[The problem] Please copy out all of the lines below in full, raising every coordinate in the answers by 74.

[Exercise material]
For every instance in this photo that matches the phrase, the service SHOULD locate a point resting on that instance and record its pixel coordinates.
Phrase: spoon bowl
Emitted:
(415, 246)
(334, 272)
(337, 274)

[Problem solution]
For every instance in this photo that matches the phrase, the service SHOULD locate a point resting on that instance and record its pixel coordinates.
Phrase: spoon bowl
Emitted:
(489, 320)
(408, 346)
(411, 348)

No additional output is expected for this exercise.